- _Prompt_
Please give the number of lines in the material below that contain "denim", and provide nothing besides that number.
Provided data START
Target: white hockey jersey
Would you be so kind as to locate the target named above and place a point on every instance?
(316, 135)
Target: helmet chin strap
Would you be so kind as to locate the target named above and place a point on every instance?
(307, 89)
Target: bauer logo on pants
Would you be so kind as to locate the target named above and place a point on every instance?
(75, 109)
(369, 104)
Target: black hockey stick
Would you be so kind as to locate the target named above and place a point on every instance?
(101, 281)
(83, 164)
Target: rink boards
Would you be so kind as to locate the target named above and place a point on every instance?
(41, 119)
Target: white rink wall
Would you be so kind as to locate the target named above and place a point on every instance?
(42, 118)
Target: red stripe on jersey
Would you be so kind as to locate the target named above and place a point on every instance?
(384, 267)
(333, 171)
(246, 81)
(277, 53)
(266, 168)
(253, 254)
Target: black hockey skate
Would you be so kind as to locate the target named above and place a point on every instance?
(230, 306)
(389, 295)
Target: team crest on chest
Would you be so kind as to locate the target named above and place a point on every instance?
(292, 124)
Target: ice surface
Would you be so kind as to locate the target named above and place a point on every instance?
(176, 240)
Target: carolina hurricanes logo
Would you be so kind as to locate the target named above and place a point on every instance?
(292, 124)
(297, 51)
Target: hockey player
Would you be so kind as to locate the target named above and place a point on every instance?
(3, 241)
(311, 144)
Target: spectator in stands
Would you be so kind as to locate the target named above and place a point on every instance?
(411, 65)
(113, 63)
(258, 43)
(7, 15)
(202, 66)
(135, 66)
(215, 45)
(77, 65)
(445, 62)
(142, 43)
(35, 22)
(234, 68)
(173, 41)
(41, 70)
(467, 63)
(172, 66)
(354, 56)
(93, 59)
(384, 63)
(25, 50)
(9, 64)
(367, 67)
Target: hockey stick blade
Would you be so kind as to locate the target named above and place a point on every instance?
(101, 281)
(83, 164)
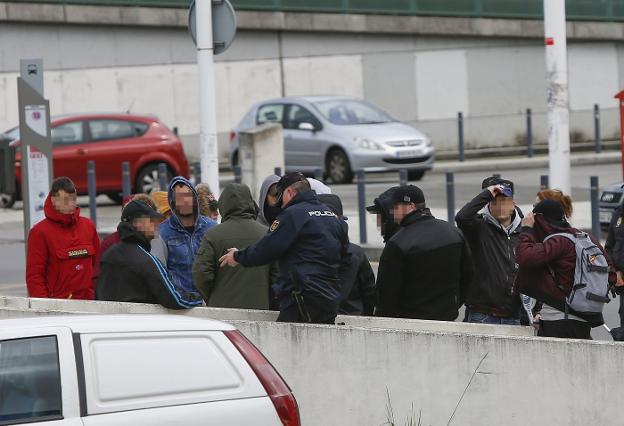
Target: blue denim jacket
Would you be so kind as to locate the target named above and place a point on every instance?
(181, 245)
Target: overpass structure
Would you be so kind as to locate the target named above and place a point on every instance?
(422, 60)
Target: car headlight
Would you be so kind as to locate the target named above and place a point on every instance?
(371, 145)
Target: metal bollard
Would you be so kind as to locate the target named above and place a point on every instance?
(460, 130)
(362, 204)
(197, 172)
(595, 205)
(162, 176)
(403, 177)
(450, 197)
(92, 191)
(597, 143)
(318, 174)
(529, 133)
(125, 179)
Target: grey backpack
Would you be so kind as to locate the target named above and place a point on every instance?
(590, 290)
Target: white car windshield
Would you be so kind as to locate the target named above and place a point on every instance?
(351, 112)
(13, 134)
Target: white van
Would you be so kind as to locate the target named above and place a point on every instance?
(136, 370)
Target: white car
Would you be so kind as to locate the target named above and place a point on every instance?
(137, 370)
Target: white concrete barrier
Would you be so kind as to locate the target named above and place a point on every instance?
(449, 373)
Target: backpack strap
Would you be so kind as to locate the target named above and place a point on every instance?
(566, 235)
(552, 272)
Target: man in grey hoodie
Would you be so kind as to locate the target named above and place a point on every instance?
(491, 223)
(268, 198)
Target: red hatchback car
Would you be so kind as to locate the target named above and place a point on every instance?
(109, 139)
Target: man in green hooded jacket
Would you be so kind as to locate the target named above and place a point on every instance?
(246, 288)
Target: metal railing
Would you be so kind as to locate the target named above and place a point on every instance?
(583, 10)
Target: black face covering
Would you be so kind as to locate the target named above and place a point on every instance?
(271, 212)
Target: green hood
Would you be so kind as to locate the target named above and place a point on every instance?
(236, 201)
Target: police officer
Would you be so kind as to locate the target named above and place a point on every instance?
(310, 243)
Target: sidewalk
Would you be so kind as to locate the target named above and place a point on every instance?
(538, 161)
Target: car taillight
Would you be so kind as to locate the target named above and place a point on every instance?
(277, 389)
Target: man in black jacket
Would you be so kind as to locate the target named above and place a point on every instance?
(491, 224)
(615, 249)
(357, 279)
(425, 267)
(129, 273)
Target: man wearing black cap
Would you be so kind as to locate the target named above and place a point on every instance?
(357, 279)
(491, 224)
(129, 273)
(382, 207)
(547, 271)
(425, 267)
(310, 243)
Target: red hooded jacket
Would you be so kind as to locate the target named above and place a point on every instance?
(535, 257)
(61, 255)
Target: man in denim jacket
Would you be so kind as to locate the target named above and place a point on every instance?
(181, 234)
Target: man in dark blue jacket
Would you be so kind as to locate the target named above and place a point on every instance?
(310, 243)
(181, 234)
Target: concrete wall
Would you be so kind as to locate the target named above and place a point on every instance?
(462, 375)
(422, 70)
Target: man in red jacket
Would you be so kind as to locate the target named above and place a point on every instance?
(62, 248)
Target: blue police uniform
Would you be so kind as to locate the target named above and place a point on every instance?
(308, 240)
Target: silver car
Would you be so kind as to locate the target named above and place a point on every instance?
(339, 135)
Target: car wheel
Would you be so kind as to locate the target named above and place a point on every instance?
(6, 200)
(147, 179)
(338, 168)
(415, 174)
(115, 197)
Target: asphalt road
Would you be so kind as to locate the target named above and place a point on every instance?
(12, 252)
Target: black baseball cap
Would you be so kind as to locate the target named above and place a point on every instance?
(383, 203)
(495, 180)
(408, 194)
(287, 180)
(135, 209)
(553, 212)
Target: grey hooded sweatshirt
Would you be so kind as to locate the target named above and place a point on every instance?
(264, 190)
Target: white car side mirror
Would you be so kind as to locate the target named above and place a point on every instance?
(306, 126)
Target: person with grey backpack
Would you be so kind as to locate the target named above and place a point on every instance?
(565, 269)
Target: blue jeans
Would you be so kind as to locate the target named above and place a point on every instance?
(479, 318)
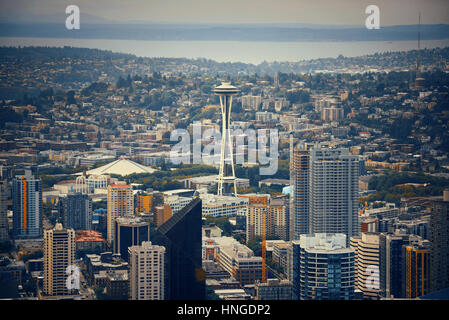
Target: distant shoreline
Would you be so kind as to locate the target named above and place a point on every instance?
(252, 52)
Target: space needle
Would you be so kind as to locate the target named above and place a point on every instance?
(226, 175)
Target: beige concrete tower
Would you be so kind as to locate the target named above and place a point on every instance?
(59, 253)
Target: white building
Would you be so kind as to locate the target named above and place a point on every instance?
(146, 272)
(223, 206)
(334, 192)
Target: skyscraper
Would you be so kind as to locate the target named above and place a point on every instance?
(299, 179)
(226, 174)
(3, 211)
(439, 237)
(77, 211)
(146, 272)
(333, 192)
(120, 203)
(59, 253)
(415, 269)
(366, 249)
(390, 264)
(181, 237)
(129, 231)
(27, 206)
(322, 267)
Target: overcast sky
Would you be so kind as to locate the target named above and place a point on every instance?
(392, 12)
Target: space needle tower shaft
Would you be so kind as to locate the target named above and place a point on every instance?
(226, 175)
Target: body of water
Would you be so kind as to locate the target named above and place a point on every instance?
(231, 51)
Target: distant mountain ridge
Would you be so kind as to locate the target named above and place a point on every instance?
(220, 32)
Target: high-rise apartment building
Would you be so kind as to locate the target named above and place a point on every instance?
(241, 263)
(4, 236)
(276, 217)
(76, 210)
(366, 249)
(181, 237)
(299, 180)
(144, 203)
(146, 272)
(27, 206)
(162, 214)
(59, 254)
(250, 102)
(439, 237)
(415, 269)
(120, 203)
(129, 231)
(333, 192)
(322, 267)
(390, 264)
(274, 289)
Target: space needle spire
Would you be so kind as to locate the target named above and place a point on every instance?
(226, 174)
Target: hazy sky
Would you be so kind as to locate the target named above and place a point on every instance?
(392, 12)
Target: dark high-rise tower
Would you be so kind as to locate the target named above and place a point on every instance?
(299, 179)
(76, 211)
(439, 237)
(181, 237)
Provided data END
- _Written response_
2